──────── INFORMATION GIVEN ────────
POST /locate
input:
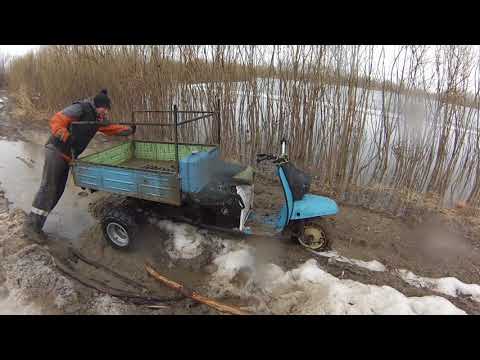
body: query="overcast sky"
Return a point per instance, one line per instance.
(17, 50)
────────
EXERCISE AIM:
Please print the entries exactly as they stand. Images are not part of the copy.

EXERCISE RESPONSE:
POST /locate
input:
body: query="overcast sky"
Return a point per instance, one line per instance.
(17, 50)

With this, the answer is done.